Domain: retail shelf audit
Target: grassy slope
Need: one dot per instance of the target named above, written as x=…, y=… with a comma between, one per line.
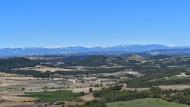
x=54, y=96
x=148, y=102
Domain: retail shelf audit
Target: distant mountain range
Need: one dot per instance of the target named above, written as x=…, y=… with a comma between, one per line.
x=122, y=49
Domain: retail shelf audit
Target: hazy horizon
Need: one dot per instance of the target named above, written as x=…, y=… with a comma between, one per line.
x=65, y=23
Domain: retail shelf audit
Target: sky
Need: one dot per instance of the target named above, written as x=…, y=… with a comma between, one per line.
x=63, y=23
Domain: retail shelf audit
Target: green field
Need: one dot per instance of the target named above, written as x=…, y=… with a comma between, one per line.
x=55, y=96
x=147, y=102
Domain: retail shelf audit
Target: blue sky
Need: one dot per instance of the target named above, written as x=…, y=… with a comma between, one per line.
x=51, y=23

-*-*-

- _To do_: Put all of the material above into a Markdown table with the columns "No." and "Text", giving each line its own numbered row and skipping blank lines. Leave the pictures out of the table.

- _Task solution_:
| No. | Text |
|---|---|
| 1 | Domain: retail shelf audit |
| 2 | Target: grassy slope |
| 3 | Need: one dot per instance of the target named above, written as x=…, y=… with a comma between, one per line. |
| 4 | x=54, y=96 |
| 5 | x=148, y=102 |
| 6 | Domain: retail shelf audit |
| 7 | Target: distant mountain range |
| 8 | Need: one dot per instance of the target named above, written as x=…, y=… with a comma between, one per line. |
| 9 | x=122, y=49 |
| 10 | Domain: retail shelf audit |
| 11 | Target: hazy horizon |
| 12 | Need: one dot per instance of the target named above, written as x=…, y=… with a comma between, one per line. |
| 13 | x=65, y=23 |
| 14 | Domain: retail shelf audit |
| 15 | Target: sky |
| 16 | Need: one dot per instance of the target named above, written as x=…, y=… with a comma between, one per line. |
| 17 | x=63, y=23 |
| 18 | Domain: retail shelf audit |
| 19 | Target: green field |
| 20 | Need: one dot per instance of the target named above, written as x=…, y=… with a comma between, one per line. |
| 21 | x=55, y=96 |
| 22 | x=147, y=102 |
| 23 | Domain: retail shelf audit |
| 24 | Target: blue sky |
| 25 | Need: one dot per instance of the target named above, written as x=…, y=… with a comma between, one per line. |
| 26 | x=51, y=23 |